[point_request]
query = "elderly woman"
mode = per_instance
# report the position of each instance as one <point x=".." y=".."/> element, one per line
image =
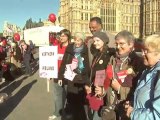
<point x="74" y="72"/>
<point x="126" y="67"/>
<point x="147" y="93"/>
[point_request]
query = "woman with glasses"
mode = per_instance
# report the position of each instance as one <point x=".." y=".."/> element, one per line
<point x="125" y="67"/>
<point x="147" y="95"/>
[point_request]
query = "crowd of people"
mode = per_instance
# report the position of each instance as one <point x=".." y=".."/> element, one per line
<point x="13" y="55"/>
<point x="103" y="78"/>
<point x="100" y="77"/>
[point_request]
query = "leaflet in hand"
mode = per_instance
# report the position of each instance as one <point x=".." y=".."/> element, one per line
<point x="69" y="74"/>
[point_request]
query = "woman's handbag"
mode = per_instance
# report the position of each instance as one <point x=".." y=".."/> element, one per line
<point x="94" y="102"/>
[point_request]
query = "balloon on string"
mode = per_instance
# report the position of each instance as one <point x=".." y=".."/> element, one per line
<point x="16" y="37"/>
<point x="52" y="17"/>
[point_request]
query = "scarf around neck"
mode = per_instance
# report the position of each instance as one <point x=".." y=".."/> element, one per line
<point x="77" y="51"/>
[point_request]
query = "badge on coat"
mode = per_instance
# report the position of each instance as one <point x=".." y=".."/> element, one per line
<point x="101" y="61"/>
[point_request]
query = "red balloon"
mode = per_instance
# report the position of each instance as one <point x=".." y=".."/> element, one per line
<point x="16" y="37"/>
<point x="52" y="17"/>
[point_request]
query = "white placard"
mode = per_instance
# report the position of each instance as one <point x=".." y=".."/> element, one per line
<point x="48" y="62"/>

━━━━━━━━━━━━━━━━━━━━

## CHALLENGE:
Pull out every line above that contains the string "query", treating uppercase and lowercase as different.

## THE SOLUTION:
query = "elderly woman"
query = "woman with glasses"
query = "crowd of people"
query = "leaflet in hand"
query = "woman's handbag"
query = "balloon on string"
query = "scarf around neck"
query = "badge on coat"
query = "red balloon"
query = "white placard"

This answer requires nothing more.